=== Ações a realizar ===
1. No trecho sobre o mercado de gás natural, qual agência classificou o Gasoduto Subida da Serra como gasoduto de distribuição?
2. Liste todas as etapas da cadeia de valor do gás natural mencionadas no trecho sobre o mercado de gás natural.

=== Trecho do documento ===
━━━━

Em artigo publicado no portal epbr, o Diretor Executivo e o Presidente do Instituto Acende Brasil, Eduardo Müller Monteiro e Claudio Sales, afirmam que
O Brasil investiu mais de duas décadas no desenvolvimento dos marcos legais e regulatórios para a construção de um mercado integrado de gás natural. Os debates envolveram múltiplos agentes e autoridades para prover segurança jurídica aos investimentos, dar clareza aos papeis da cadeia de valor de gás natural (Produção, Processamento, Transporte e Distribuição) e produzir inúmeros benefícios para a sociedade.
No entanto, há o risco de essa complexa construção ser abalada se não for corrigida a distorção provocada pela Arsesp (agência reguladora estadual de São Paulo) com a classificação do Gasoduto Subida da Serra como gasoduto de distribuição, apesar de a própria Arsesp ter reconhecido em 2019 que este gasoduto tem características operacionais de gasoduto de transporte.
Ciente desse risco, a ANP abriu a Consulta Pública 10 (CP 10/2023) para receber contribuições sobre os termos de um acordo entre a ANP e a Arsesp que buscaria eliminar a insegurança jurídica e a situação contenciosa que a indevida classificação da Arsesp gerou.
Arquitetura legal e técnica visa um mercado amplo, aberto e interligado
Os princípios para um mercado integrado de gás natural foram ratificados pelo Congresso por vários marcos legais, a começar pela Constituição Federal de 1988, que estabeleceu que o transporte de gás natural é monopólio da União (Art. 177).
Já a Lei do Petróleo de 1997 (Lei 9.478/97) criou a ANP e explicitou que a mesma é quem deve regular e fiscalizar as atividades de gás natural.
Em 2021, a Nova Lei do Gás (Lei 14.134/21) definiu como gasoduto de transporte aquele ativo destinado à movimentação de gás ou à conexão de fontes de suprimento.

━━━━

=== Material apresentado ===
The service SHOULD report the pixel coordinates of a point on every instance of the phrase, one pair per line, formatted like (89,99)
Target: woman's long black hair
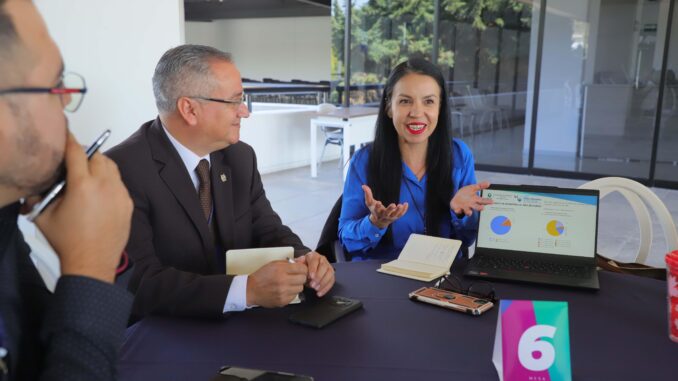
(385,170)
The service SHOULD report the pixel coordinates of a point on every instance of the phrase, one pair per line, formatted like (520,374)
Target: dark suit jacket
(73,334)
(174,255)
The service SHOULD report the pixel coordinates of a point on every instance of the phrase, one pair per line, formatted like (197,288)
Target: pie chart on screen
(500,225)
(555,228)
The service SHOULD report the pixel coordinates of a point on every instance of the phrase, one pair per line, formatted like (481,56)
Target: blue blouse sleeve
(464,229)
(356,232)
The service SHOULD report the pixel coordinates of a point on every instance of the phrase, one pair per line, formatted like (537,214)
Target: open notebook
(247,261)
(423,258)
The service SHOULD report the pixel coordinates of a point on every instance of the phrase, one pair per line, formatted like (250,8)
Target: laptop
(538,234)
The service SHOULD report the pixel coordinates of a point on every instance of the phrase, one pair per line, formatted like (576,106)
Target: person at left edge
(197,193)
(75,332)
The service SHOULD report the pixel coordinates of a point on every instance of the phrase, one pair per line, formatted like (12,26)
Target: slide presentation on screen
(539,222)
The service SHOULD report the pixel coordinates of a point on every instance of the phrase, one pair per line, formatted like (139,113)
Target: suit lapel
(175,175)
(222,192)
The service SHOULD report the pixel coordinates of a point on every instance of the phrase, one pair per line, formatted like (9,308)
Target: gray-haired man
(197,193)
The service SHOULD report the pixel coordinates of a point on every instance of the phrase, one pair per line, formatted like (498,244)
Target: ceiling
(208,10)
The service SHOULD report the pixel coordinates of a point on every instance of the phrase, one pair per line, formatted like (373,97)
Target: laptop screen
(559,221)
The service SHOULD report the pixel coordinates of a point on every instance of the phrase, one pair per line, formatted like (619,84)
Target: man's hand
(381,216)
(466,200)
(320,272)
(89,225)
(276,283)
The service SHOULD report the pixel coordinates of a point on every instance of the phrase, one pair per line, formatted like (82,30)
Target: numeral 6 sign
(530,345)
(532,341)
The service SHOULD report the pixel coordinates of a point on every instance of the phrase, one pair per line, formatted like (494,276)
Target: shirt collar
(189,157)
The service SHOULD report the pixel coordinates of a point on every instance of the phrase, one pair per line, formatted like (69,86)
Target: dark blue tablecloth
(617,333)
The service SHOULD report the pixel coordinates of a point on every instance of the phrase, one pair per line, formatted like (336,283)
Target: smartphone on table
(452,300)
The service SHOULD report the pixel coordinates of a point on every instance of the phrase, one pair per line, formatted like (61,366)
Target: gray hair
(185,71)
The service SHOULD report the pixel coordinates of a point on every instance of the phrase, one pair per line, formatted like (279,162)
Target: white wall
(280,48)
(115,45)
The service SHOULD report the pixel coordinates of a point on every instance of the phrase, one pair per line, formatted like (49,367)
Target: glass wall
(667,151)
(599,77)
(485,52)
(599,80)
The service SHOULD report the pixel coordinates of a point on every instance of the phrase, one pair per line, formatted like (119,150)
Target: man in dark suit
(197,193)
(75,332)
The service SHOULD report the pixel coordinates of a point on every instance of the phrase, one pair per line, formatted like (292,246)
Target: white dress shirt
(236,300)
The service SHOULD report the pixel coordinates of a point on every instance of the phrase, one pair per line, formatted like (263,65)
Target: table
(617,333)
(252,88)
(358,127)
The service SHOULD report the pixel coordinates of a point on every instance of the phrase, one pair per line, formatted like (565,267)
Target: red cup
(672,284)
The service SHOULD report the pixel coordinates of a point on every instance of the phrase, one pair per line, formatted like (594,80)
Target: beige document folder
(247,261)
(423,258)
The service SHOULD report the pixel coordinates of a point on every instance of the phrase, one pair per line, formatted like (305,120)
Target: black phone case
(325,311)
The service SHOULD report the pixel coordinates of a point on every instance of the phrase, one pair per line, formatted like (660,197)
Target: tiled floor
(304,203)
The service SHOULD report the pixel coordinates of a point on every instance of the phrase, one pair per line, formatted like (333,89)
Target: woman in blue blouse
(411,179)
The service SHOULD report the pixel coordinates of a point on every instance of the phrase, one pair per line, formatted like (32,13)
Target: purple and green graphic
(533,339)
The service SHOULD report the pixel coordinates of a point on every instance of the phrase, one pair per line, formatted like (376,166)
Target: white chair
(639,197)
(333,135)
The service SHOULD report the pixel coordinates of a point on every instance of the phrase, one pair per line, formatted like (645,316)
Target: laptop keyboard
(531,266)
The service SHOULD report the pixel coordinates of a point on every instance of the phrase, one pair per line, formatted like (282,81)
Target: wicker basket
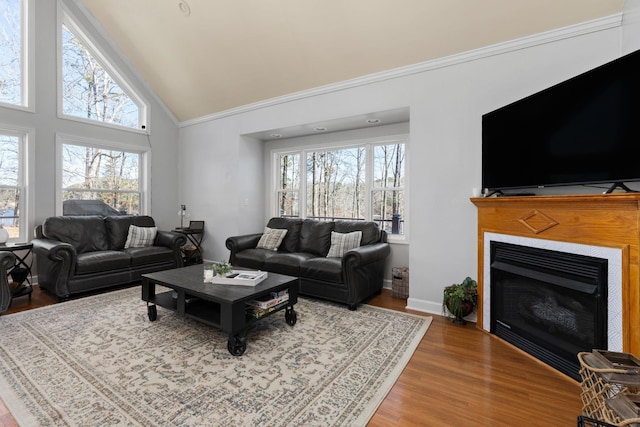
(603,384)
(400,283)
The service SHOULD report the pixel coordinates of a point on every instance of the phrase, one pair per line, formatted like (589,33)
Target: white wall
(446,104)
(44,119)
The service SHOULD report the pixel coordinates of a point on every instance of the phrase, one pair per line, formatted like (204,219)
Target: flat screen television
(585,130)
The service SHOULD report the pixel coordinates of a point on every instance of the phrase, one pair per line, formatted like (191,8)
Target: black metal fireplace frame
(580,274)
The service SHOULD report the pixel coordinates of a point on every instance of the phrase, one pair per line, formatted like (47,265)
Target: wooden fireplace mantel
(609,220)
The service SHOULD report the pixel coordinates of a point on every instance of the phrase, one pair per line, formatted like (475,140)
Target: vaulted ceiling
(202,57)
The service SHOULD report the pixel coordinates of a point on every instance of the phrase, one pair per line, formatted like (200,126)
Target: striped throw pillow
(341,243)
(140,237)
(271,238)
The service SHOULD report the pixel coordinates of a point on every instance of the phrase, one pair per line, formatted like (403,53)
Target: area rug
(99,361)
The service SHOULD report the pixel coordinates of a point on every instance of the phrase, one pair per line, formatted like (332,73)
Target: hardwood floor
(458,376)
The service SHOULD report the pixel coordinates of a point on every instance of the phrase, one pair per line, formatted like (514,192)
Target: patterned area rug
(99,361)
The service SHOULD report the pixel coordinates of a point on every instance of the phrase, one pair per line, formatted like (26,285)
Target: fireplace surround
(550,304)
(601,226)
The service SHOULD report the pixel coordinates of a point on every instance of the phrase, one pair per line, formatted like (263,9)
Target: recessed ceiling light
(184,8)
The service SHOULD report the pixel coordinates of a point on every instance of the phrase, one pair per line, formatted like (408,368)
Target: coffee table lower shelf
(231,319)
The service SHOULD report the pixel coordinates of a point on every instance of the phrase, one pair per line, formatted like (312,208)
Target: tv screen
(584,130)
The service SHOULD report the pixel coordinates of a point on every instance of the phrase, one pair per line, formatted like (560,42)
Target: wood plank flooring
(458,376)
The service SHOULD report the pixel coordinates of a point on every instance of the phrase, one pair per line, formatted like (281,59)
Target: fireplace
(549,303)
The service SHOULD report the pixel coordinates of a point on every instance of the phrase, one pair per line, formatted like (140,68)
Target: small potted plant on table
(460,299)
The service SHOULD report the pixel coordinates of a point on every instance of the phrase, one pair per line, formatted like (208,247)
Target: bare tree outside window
(388,186)
(340,184)
(10,185)
(91,173)
(11,55)
(89,91)
(335,182)
(289,187)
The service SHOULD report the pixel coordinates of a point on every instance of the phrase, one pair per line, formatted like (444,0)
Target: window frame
(144,166)
(27,59)
(368,143)
(25,177)
(73,24)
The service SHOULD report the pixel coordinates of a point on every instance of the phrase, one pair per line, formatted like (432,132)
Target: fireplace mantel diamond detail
(537,222)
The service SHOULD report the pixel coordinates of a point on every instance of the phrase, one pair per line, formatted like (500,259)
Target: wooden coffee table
(222,306)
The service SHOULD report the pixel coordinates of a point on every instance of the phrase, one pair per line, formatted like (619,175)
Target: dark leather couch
(7,260)
(75,254)
(351,279)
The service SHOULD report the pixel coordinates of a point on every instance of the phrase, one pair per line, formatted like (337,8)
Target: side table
(194,234)
(21,271)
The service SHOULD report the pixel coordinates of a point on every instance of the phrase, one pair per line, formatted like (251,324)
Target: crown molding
(592,26)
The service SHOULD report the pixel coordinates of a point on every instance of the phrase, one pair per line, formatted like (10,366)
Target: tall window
(12,191)
(362,182)
(91,89)
(91,173)
(12,52)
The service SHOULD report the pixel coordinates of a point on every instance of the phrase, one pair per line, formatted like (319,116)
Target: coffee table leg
(291,316)
(237,344)
(152,312)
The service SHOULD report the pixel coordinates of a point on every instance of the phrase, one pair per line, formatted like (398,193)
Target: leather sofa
(350,278)
(76,254)
(7,260)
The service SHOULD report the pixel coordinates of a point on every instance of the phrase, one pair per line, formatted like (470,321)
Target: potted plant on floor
(460,299)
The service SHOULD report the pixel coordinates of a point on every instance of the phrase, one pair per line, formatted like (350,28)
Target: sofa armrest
(55,264)
(7,260)
(366,254)
(236,244)
(174,241)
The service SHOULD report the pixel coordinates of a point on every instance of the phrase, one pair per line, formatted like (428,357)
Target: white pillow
(140,237)
(341,243)
(271,238)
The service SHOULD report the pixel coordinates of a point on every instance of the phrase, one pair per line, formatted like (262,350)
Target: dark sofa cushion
(327,269)
(286,263)
(118,228)
(293,226)
(253,258)
(315,237)
(96,261)
(149,255)
(370,230)
(85,233)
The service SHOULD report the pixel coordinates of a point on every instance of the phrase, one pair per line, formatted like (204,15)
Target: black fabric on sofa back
(118,228)
(293,226)
(315,237)
(86,233)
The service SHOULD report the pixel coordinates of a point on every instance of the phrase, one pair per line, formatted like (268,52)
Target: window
(91,88)
(365,181)
(101,173)
(12,190)
(13,52)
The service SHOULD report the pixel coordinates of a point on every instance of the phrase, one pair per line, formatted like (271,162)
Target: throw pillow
(140,237)
(271,238)
(341,243)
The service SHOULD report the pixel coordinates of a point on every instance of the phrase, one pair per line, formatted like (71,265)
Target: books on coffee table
(241,277)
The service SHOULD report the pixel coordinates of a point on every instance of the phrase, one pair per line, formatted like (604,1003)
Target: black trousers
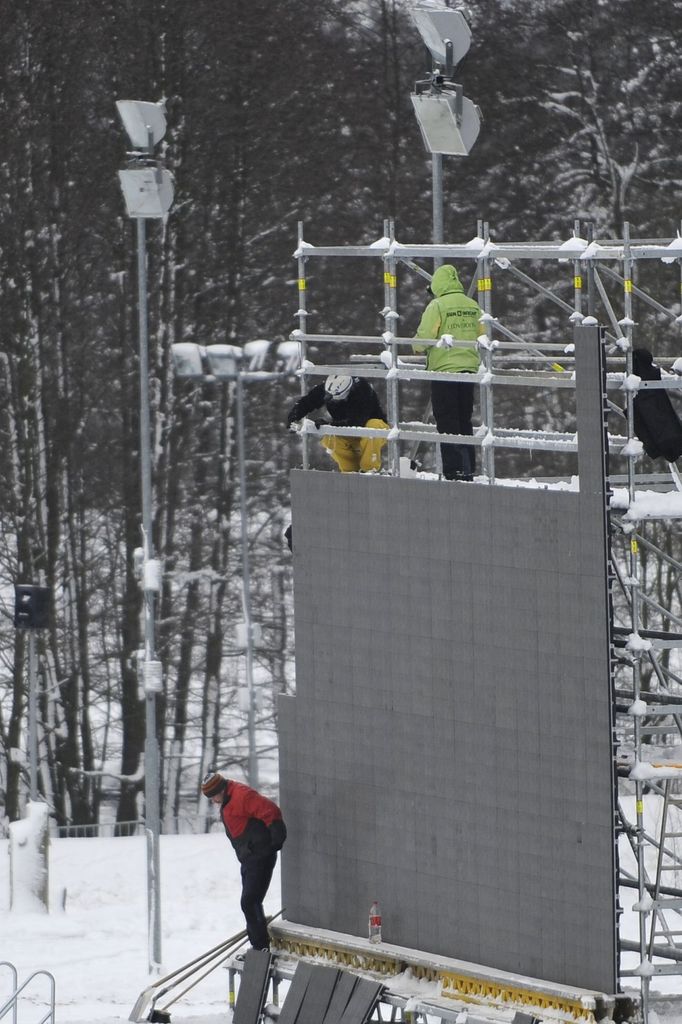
(256,875)
(453,408)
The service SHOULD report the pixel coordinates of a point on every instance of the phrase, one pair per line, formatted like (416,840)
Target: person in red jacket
(256,829)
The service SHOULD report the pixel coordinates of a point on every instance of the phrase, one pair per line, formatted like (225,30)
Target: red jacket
(253,823)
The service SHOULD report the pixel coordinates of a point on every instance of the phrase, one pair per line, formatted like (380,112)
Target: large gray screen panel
(448,751)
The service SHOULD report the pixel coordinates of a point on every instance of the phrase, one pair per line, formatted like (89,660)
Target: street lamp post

━━━━

=== Respostas por tarefa ===
1. A Arsesp, agência reguladora estadual de São Paulo.

2. Produção, Processamento, Transporte e Distribuição.